• _Текст для чтения_:
Светлана Алексиевич. Время секонд хэнд
Опубликовано в журнале Знамя, номер 4, 2014
Новая книга Светланы Алексиевич внешне выглядит так же, как предыдущие: автор записывает рассказы людей об их жизни. Перефразируя Флобера, который называл себя «человек-перо», писательница говорит о себе, что она — «человек-ухо». Однако «Время секонд хэнд» — это не модный сегодня вербатим, где автор сознательно самоустраняется, давая возможность проявиться индивидуальному или коллективному бессознательному. Алексиевич заявляет о себе и как собеседник, наводящий вопросами на нужный разговор, и как автор, в чьем сознании эти разрозненные рассказы не просто превращаются в свидетельство о времени, но становятся исследованием характера, сознания и нашего современника, и человека вообще — так мощны и серьезны те нравственные, психологические, философско-религиозные пласты, которые открываются перед читателем. Казалось бы, люди просто рассказывают о том, что запомнили из детства, какими были праздники, как пережили войну или заключение, как влюблялись, на что надеялись и чем оказалась жизнь на самом деле, а складываются эпические картины, погрузившись в которые перестаешь задавать вопросы, почему у нас все так и может ли быть иначе.
Эта книга обладает каким-то удивительным эффектом исчерпывания. После ее сюжетов кризис художественности становится не просто поводом для искусствоведческих дискуссий, а фактом. Эта жизнь «на самом деле, без романтических затей», услышанная Алексиевич, вроде бы та же, что проходит у каждого перед глазами, но в нашей повсе-дневности она лишена необходимой для обобщения степени сгущения. Писательница ткет такое плотное повествование, так умело и умно компонует рассказы, что эта самая повседневность приобретает характер эпичности. И, кажется, что эти рассказы так и войдут в большое время куском сверхтяжелого материала как свидетельство о нашей жизни и, хочется надеяться, как оправдание.

• _Сохранённые записи_:

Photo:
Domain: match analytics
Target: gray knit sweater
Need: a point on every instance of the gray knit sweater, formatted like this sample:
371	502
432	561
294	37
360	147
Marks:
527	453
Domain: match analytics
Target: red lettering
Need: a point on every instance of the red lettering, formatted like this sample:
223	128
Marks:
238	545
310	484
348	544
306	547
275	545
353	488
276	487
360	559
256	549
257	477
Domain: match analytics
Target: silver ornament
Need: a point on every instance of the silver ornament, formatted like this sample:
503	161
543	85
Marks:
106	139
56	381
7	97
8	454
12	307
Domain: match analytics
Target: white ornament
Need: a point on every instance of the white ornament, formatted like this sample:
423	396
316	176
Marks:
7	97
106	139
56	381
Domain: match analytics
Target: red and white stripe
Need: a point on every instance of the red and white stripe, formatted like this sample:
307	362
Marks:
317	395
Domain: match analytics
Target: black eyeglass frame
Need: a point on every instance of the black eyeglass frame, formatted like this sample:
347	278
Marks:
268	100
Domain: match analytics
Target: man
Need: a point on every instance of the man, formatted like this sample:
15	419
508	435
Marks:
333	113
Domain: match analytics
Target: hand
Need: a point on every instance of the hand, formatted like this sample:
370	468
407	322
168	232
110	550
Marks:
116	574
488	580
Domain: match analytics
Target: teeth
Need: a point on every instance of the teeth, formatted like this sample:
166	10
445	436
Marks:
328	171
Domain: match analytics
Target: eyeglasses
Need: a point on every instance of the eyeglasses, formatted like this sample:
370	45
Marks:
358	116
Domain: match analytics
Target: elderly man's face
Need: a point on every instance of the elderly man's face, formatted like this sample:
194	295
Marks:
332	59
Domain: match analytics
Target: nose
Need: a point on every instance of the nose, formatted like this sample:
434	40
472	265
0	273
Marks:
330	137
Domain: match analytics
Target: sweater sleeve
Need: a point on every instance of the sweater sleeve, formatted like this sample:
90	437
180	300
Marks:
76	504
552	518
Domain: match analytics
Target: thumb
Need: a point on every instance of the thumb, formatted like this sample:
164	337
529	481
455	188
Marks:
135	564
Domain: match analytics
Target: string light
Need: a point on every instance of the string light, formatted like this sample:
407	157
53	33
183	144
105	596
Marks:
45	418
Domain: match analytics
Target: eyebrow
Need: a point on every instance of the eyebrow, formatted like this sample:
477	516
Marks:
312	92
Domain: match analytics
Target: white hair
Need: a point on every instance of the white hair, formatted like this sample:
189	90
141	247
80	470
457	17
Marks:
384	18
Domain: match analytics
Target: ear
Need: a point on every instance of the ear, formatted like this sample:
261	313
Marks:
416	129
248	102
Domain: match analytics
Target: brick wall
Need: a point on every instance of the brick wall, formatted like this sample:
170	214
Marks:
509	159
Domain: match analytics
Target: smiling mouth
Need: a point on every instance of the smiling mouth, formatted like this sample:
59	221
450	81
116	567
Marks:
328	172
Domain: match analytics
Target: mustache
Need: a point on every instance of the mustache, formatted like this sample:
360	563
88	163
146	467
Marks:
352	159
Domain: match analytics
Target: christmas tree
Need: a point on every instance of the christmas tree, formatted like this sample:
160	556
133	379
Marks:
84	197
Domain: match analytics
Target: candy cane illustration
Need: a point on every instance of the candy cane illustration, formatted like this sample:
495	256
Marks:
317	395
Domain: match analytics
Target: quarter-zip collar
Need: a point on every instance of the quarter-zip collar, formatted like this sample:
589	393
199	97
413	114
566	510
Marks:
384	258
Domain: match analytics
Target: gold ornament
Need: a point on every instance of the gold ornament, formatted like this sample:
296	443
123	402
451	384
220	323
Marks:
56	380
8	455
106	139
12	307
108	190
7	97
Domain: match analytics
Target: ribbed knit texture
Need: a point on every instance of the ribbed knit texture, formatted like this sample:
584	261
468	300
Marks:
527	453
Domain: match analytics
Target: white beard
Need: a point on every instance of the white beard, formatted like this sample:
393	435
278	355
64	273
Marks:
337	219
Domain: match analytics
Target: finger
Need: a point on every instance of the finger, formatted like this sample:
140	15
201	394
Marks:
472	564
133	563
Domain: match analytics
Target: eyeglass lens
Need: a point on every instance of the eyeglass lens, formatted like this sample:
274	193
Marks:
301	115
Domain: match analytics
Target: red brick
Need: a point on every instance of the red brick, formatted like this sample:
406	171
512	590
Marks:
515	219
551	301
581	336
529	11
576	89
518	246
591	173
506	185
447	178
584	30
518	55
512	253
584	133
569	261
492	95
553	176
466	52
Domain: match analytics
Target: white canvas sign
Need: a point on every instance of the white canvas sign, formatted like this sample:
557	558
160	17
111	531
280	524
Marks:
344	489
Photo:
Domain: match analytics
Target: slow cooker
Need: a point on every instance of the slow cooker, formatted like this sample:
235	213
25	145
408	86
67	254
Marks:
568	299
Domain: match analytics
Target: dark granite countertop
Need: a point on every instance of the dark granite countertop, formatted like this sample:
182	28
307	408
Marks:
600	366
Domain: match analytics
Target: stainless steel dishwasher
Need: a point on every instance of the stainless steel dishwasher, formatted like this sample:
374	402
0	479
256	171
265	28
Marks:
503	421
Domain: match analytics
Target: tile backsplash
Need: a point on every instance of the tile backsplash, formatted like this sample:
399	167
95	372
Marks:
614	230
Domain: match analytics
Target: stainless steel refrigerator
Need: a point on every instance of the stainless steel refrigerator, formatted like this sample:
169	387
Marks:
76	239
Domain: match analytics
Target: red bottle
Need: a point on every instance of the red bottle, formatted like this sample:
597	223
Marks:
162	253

• _Условие задания_: Перепишите дословно фрагмент текста о книге «Время секонд хэнд» между словами «Эта книга обладает» и «надеяться, как оправдание.» включительно. Опирайтесь исключительно на приведённый текст.

• _Образец решения_:
Эта книга обладает каким-то удивительным эффектом исчерпывания. После ее сюжетов кризис художественности становится не просто поводом для искусствоведческих дискуссий, а фактом. Эта жизнь «на самом деле, без романтических затей», услышанная Алексиевич, вроде бы та же, что проходит у каждого перед глазами, но в нашей повсе-дневности она лишена необходимой для обобщения степени сгущения. Писательница ткет такое плотное повествование, так умело и умно компонует рассказы, что эта самая повседневность приобретает характер эпичности. И, кажется, что эти рассказы так и войдут в большое время куском сверхтяжелого материала как свидетельство о нашей жизни и, хочется надеяться, как оправдание.